**The exercise**
Please copy the rows below word for word, starting with the line that contains "Quality check round. The original labels for navy" and going on through the last line of the rows.

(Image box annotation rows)
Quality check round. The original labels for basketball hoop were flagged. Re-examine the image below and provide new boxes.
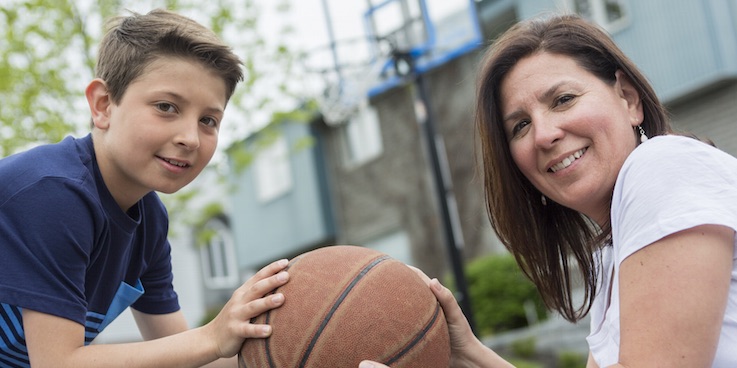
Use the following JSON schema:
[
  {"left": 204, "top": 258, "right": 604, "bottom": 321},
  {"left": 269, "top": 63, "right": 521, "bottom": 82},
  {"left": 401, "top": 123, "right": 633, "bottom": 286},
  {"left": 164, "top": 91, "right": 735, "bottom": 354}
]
[{"left": 303, "top": 39, "right": 388, "bottom": 126}]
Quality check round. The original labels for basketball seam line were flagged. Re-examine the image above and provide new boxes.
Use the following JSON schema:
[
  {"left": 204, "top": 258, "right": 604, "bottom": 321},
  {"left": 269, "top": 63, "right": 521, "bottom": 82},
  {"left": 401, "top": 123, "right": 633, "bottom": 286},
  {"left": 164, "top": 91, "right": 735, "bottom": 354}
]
[
  {"left": 299, "top": 256, "right": 391, "bottom": 367},
  {"left": 264, "top": 255, "right": 304, "bottom": 368},
  {"left": 385, "top": 304, "right": 440, "bottom": 365}
]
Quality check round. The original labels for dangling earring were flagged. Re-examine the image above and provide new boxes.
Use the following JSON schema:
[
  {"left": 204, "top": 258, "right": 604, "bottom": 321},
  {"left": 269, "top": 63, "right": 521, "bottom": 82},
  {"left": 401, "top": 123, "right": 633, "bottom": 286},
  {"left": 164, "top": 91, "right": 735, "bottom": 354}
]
[{"left": 637, "top": 125, "right": 647, "bottom": 143}]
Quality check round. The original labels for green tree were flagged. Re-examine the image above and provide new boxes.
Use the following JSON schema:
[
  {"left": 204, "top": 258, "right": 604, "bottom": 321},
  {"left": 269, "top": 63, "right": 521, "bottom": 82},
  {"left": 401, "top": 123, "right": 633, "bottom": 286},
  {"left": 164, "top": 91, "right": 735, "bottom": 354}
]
[
  {"left": 0, "top": 0, "right": 314, "bottom": 230},
  {"left": 0, "top": 0, "right": 310, "bottom": 157}
]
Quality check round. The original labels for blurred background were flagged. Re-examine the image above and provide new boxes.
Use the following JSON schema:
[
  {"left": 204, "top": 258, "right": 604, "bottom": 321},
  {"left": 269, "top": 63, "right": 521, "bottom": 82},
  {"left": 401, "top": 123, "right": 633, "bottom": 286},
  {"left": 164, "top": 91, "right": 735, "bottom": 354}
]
[{"left": 0, "top": 0, "right": 737, "bottom": 367}]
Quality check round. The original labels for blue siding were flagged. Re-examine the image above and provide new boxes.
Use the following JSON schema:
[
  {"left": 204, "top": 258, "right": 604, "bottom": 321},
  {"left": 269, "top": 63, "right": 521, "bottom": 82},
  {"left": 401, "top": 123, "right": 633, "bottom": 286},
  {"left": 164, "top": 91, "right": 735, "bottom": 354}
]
[
  {"left": 518, "top": 0, "right": 737, "bottom": 102},
  {"left": 232, "top": 123, "right": 335, "bottom": 269}
]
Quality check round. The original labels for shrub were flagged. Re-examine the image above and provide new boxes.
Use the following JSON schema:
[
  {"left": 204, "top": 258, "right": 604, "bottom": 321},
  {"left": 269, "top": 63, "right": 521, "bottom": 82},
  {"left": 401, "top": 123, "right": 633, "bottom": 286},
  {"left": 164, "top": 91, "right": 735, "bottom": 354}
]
[{"left": 466, "top": 254, "right": 547, "bottom": 336}]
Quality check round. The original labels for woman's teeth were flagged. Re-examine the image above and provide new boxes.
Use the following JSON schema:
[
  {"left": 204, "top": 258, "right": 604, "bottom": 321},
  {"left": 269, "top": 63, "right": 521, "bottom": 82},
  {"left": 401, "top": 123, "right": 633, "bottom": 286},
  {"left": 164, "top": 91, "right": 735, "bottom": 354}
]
[{"left": 550, "top": 148, "right": 586, "bottom": 172}]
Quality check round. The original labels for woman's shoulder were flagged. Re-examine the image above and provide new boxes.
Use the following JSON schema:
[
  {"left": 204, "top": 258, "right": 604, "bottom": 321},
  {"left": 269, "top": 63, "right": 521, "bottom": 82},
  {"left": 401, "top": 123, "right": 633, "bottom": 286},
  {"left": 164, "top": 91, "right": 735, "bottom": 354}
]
[{"left": 621, "top": 135, "right": 737, "bottom": 180}]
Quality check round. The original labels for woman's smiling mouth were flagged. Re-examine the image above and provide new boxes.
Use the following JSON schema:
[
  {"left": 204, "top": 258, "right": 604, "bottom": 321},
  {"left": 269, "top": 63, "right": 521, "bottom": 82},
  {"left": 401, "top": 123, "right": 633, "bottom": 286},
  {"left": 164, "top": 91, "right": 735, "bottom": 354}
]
[{"left": 548, "top": 147, "right": 588, "bottom": 172}]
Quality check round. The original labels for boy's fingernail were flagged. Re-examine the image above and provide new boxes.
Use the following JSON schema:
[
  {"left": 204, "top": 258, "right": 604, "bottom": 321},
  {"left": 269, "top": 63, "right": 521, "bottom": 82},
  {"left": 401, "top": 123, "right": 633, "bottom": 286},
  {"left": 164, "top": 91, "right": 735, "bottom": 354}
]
[
  {"left": 276, "top": 271, "right": 289, "bottom": 282},
  {"left": 271, "top": 294, "right": 284, "bottom": 303},
  {"left": 261, "top": 326, "right": 271, "bottom": 336}
]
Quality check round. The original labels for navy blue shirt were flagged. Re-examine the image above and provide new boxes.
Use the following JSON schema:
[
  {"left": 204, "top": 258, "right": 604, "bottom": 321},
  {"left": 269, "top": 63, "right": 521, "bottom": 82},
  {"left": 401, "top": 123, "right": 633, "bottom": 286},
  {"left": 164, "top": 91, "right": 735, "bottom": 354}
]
[{"left": 0, "top": 135, "right": 179, "bottom": 367}]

**Reply**
Quality check round. The original labels for navy blue shirt were flagged. Re-examine the image above and provide new boxes.
Use the following JSON schema:
[
  {"left": 204, "top": 258, "right": 604, "bottom": 321},
  {"left": 269, "top": 63, "right": 521, "bottom": 82},
  {"left": 401, "top": 123, "right": 633, "bottom": 286},
  {"left": 164, "top": 91, "right": 735, "bottom": 354}
]
[{"left": 0, "top": 135, "right": 179, "bottom": 367}]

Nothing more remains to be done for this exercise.